-- Your instructions --
Convert the following records into a two-column CSV with the header text,answer and one row per record. Put each record's text and its answer in a single quoted field apiece, with line breaks replaced by spaces. Begin at the line that has "Mark one point per instance of the white sneaker" and stop after the line that has "x=543, y=105".

#### Provided records

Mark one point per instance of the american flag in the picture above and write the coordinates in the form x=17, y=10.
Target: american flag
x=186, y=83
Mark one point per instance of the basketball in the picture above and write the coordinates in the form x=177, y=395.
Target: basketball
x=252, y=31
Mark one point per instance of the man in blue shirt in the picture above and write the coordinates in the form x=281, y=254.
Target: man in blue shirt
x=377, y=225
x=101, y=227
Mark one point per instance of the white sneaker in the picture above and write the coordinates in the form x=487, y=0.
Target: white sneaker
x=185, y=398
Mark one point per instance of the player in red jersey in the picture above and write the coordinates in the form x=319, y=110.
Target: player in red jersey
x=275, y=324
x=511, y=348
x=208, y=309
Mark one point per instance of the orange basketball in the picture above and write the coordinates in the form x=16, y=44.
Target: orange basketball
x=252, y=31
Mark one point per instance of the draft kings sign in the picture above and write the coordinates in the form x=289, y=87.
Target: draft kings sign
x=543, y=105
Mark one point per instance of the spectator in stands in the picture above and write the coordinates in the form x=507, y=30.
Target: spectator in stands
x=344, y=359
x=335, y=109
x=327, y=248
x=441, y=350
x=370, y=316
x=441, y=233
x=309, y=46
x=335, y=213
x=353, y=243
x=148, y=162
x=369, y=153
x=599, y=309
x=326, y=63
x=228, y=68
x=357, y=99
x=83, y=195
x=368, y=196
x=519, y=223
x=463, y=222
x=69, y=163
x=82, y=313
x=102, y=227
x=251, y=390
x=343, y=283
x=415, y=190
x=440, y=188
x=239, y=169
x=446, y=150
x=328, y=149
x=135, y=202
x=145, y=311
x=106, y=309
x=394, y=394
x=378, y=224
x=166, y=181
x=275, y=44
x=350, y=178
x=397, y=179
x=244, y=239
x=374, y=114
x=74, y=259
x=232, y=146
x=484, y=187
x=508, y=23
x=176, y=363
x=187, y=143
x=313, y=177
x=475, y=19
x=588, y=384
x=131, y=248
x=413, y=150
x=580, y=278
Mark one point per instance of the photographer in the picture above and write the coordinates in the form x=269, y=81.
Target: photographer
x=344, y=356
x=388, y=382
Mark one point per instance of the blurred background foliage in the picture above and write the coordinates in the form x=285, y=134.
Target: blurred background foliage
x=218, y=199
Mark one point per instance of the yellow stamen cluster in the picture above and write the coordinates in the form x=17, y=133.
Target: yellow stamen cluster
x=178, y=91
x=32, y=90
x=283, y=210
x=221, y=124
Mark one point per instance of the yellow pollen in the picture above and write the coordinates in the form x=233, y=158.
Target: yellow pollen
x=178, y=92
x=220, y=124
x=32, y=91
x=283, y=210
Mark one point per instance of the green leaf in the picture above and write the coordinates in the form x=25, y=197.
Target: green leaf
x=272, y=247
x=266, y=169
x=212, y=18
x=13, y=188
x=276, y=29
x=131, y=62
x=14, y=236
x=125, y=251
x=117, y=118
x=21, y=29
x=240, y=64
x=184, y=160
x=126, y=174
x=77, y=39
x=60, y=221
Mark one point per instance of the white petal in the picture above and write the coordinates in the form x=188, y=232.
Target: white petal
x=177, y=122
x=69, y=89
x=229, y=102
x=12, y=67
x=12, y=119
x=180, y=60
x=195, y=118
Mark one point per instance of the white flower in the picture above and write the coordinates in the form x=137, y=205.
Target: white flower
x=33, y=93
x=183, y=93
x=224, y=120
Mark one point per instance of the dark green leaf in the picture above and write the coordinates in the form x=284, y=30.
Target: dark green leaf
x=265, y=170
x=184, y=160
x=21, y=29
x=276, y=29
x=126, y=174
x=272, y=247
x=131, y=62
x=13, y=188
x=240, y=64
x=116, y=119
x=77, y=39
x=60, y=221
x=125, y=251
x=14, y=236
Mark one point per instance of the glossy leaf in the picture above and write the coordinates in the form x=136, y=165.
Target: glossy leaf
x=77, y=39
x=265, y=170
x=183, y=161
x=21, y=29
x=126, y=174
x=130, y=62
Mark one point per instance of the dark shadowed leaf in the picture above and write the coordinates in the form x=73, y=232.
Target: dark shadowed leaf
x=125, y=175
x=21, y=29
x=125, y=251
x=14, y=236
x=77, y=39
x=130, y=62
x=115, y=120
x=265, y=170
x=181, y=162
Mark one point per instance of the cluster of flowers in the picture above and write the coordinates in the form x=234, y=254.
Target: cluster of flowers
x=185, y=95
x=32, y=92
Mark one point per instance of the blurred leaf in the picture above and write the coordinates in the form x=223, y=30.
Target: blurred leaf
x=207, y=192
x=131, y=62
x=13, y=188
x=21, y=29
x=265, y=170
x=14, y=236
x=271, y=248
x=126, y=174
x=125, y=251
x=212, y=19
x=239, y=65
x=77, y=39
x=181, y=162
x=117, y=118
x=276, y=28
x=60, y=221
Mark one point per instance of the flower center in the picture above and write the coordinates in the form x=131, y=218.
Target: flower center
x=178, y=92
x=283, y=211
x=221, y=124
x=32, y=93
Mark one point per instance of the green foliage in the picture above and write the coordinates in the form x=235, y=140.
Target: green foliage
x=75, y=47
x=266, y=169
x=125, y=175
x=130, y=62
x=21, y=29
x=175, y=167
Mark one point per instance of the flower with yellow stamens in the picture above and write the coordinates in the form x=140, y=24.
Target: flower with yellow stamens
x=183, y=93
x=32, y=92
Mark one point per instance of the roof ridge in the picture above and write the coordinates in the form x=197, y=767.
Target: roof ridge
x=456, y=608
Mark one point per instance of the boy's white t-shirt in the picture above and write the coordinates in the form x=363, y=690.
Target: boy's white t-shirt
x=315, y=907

########

-- Result --
text,answer
"Mark one point per instance of the white sneaker in the picture above and write the coordinates in the form x=487, y=0. Target: white sneaker","x=185, y=398"
"Mark one point per instance of the player in red jersey in the picture above and write the coordinates in the form x=319, y=110. Target: player in red jersey","x=275, y=324 x=511, y=348 x=208, y=309"
"Mark one point per instance of the orange basketball in the picture above and write the coordinates in the form x=16, y=44. Target: orange basketball","x=252, y=31"
"Mark one point per instance of the draft kings sign in the picture above and write the coordinates in the form x=289, y=87. Target: draft kings sign","x=543, y=105"